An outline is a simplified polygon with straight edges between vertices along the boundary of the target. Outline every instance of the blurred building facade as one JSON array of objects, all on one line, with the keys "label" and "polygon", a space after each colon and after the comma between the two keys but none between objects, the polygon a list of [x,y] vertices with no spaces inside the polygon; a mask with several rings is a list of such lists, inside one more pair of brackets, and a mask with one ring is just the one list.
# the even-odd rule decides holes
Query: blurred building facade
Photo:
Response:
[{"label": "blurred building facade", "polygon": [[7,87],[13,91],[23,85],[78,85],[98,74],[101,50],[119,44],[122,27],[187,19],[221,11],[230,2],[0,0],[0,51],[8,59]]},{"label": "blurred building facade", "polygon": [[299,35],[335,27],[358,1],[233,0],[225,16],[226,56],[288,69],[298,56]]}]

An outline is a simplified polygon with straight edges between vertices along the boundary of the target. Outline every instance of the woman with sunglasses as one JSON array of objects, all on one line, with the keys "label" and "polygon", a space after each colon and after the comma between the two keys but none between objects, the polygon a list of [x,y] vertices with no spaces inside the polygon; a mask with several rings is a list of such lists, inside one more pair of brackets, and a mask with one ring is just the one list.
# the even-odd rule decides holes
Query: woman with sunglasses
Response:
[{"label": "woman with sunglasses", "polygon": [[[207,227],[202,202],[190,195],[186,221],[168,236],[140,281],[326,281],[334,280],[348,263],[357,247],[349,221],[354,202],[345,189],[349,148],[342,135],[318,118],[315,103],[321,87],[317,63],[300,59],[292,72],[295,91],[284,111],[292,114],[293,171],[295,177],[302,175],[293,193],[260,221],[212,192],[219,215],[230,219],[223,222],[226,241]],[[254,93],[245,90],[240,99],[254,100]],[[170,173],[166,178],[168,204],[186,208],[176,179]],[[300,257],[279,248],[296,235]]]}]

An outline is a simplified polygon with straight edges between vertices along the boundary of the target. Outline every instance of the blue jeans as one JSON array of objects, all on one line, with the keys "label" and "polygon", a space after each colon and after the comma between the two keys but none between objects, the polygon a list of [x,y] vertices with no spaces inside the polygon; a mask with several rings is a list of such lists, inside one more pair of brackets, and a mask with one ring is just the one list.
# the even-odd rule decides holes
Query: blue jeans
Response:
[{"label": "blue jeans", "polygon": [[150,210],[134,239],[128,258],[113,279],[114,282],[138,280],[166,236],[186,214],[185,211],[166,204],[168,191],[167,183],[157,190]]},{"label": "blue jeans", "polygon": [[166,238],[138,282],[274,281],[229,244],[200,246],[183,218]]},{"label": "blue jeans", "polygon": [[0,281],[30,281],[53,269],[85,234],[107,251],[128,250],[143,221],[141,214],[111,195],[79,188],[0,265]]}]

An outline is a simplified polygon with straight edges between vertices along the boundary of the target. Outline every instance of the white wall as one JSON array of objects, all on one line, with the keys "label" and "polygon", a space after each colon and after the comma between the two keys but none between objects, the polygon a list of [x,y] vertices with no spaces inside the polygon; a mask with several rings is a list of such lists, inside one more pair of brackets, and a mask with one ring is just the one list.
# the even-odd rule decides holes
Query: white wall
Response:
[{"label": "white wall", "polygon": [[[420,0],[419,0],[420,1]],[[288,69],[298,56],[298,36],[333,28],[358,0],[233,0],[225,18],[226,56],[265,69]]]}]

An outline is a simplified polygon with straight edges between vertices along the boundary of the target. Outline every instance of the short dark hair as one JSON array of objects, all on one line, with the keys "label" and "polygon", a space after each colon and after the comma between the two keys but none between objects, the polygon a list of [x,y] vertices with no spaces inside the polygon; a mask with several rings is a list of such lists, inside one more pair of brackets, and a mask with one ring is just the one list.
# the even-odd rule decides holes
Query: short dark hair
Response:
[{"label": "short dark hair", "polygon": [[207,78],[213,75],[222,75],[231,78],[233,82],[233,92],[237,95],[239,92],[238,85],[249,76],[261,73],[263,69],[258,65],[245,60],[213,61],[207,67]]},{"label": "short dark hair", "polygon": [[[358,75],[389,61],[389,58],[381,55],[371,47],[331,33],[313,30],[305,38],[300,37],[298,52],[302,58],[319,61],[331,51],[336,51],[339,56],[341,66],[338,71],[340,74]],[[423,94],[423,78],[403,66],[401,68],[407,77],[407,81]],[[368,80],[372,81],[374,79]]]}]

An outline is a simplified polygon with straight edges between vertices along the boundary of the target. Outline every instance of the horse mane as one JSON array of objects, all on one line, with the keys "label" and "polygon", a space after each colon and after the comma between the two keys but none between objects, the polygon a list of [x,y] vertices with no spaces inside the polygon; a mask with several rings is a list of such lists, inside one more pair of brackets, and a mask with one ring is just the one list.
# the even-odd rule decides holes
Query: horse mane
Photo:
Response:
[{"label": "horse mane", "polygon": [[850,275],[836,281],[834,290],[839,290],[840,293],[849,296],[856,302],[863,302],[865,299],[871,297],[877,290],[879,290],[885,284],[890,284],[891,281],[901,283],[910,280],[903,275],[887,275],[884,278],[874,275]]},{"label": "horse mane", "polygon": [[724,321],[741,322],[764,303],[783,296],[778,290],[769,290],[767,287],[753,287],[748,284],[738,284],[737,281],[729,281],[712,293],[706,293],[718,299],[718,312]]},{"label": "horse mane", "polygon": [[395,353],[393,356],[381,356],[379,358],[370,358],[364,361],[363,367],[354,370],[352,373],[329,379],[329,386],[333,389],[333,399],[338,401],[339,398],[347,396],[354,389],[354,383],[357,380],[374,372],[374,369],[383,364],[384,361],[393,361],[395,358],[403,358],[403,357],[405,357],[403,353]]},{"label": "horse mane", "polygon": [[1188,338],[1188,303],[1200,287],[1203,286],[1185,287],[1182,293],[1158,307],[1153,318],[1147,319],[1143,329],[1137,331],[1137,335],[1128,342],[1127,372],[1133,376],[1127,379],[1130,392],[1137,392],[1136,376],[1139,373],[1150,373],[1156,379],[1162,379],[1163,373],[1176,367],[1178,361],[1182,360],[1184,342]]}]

_ _ _ _ _

Task to carry out
Exactly as written, please output every entry.

Written reply
An outline is a simplified polygon with straight edges between vertices along the boundary of the target. Outline every instance of the blurred building facade as one JSON array of objects, all on one line, with the keys "label" and "polygon", a space after each colon and after the comma between the two keys but none between objects, the polygon a list of [x,y] vertices with no spaces inside the polygon; a mask with several rings is a list of such lists, inside one more pair of brackets, and a mask with one ring is just the one list.
# the even-odd rule decides holes
Query: blurred building facade
Photo:
Response:
[{"label": "blurred building facade", "polygon": [[7,87],[13,91],[23,85],[78,85],[98,74],[101,50],[119,44],[122,27],[187,19],[221,11],[230,2],[0,0],[0,51],[8,59]]},{"label": "blurred building facade", "polygon": [[299,35],[335,27],[358,1],[233,0],[225,16],[226,56],[288,69],[298,56]]}]

An outline is a simplified polygon with straight edges between vertices along the boundary of the target. Outline every instance of the woman with sunglasses as one JSON array of objects, all on one line, with the keys "label" and "polygon", a space after each colon and after the comma between the two keys but none between objects, the polygon a list of [x,y] vertices with no spaces inside the polygon; a mask with several rings is a list of such lists, inside one more pair of brackets, and a mask with one ring is just the one list.
# the even-odd rule decides holes
Query: woman with sunglasses
Response:
[{"label": "woman with sunglasses", "polygon": [[[207,227],[202,202],[190,195],[186,221],[168,236],[140,281],[326,281],[334,280],[348,263],[357,247],[349,221],[354,202],[345,189],[349,148],[342,135],[318,118],[315,103],[321,87],[317,63],[300,59],[292,72],[295,91],[284,111],[292,114],[293,171],[295,177],[302,175],[293,193],[260,221],[212,192],[219,215],[230,219],[223,222],[226,241]],[[254,93],[245,90],[240,99],[254,100]],[[170,173],[166,178],[168,204],[186,208],[176,179]],[[300,257],[279,248],[296,235]]]}]

An outline is a simplified polygon with straight edges between vertices along the boundary of the target. Outline every instance of the blue jeans as one JSON array of objects, all on one line, with the keys "label" and "polygon", a space after each colon and after the comma between the two keys but none between objects, the polygon a list of [x,y] vertices with no spaces inside the polygon; a mask with several rings is a list of such lists, inside one more pair of brackets, and a mask with one ring is just the one list.
# the even-odd rule decides holes
Query: blue jeans
Response:
[{"label": "blue jeans", "polygon": [[150,210],[134,239],[128,258],[113,279],[114,282],[138,280],[166,236],[186,214],[185,211],[166,204],[168,191],[167,183],[157,190]]},{"label": "blue jeans", "polygon": [[166,238],[138,282],[274,281],[229,244],[200,246],[183,218]]},{"label": "blue jeans", "polygon": [[0,281],[30,281],[53,269],[85,234],[107,251],[128,250],[143,221],[141,214],[111,195],[79,188],[0,265]]}]

An outline is a simplified polygon with straight edges between vertices along the boundary of the target. Outline every instance of the white wall as one JSON array of objects, all on one line, with the keys "label" and "polygon", a space after each colon and after the comma between the two keys but none between objects, the polygon a list of [x,y] vertices with no spaces inside the polygon; a mask with several rings is a list of such lists, inside one more pair of brackets, and a mask with one ring is just the one list.
# the even-odd rule decides holes
Query: white wall
Response:
[{"label": "white wall", "polygon": [[[420,0],[419,0],[420,1]],[[288,69],[298,56],[298,36],[333,28],[358,0],[233,0],[225,18],[226,56],[265,69]]]}]

An outline is a simplified polygon with straight edges between vertices along the boundary of the target. Outline every instance of the short dark hair as one JSON array of objects, all on one line, with the keys "label" and "polygon", a space after each colon and after the comma between the two keys but none between objects, the polygon a list of [x,y] vertices with no spaces inside the polygon; a mask with several rings is a list of such lists, inside one more pair of brackets, and a mask with one ring is just the one list.
# the even-odd rule decides holes
Query: short dark hair
Response:
[{"label": "short dark hair", "polygon": [[207,78],[213,75],[222,75],[231,78],[233,82],[233,92],[237,95],[239,92],[238,85],[249,76],[261,73],[263,69],[258,65],[245,60],[213,61],[207,67]]},{"label": "short dark hair", "polygon": [[[358,75],[389,61],[389,58],[381,55],[371,47],[331,33],[313,30],[305,38],[300,37],[298,52],[302,58],[319,61],[331,51],[336,51],[339,56],[341,66],[338,71],[340,74]],[[423,94],[423,78],[403,66],[401,68],[407,77],[407,81]],[[368,80],[372,81],[374,79]]]}]

An outline is a simplified polygon with straight edges between vertices along the boundary of the target. Outline every instance of the horse mane as one JSON array of objects, all on one line, with the keys "label" and "polygon", a space after each colon and after the comma between the two keys but none between objects, the polygon a list of [x,y] vertices with no spaces inside the polygon; a mask with several rings is a list of such lists, inside one more pair of brackets, and a mask with one ring is just the one list.
# the even-odd rule decides holes
Query: horse mane
Photo:
Response:
[{"label": "horse mane", "polygon": [[850,275],[836,281],[834,290],[839,290],[840,293],[849,296],[856,302],[863,302],[865,299],[871,297],[877,290],[879,290],[885,284],[890,284],[891,281],[901,283],[910,280],[903,275],[887,275],[884,278],[874,275]]},{"label": "horse mane", "polygon": [[724,321],[741,322],[764,303],[783,296],[778,290],[769,290],[767,287],[753,287],[748,284],[738,284],[737,281],[729,281],[712,293],[706,293],[718,299],[718,312]]},{"label": "horse mane", "polygon": [[395,353],[393,356],[381,356],[379,358],[370,358],[364,361],[363,367],[354,370],[352,373],[329,379],[329,386],[333,389],[333,399],[338,401],[339,398],[347,396],[354,389],[354,383],[357,380],[374,372],[374,369],[383,364],[384,361],[393,361],[395,358],[403,358],[403,357],[405,357],[403,353]]},{"label": "horse mane", "polygon": [[1188,338],[1188,303],[1200,287],[1203,286],[1185,287],[1182,293],[1158,307],[1153,318],[1147,319],[1143,329],[1137,331],[1137,335],[1128,342],[1127,372],[1133,376],[1127,379],[1130,392],[1137,392],[1136,376],[1139,373],[1150,373],[1156,379],[1162,379],[1163,373],[1176,367],[1178,361],[1182,360],[1184,342]]}]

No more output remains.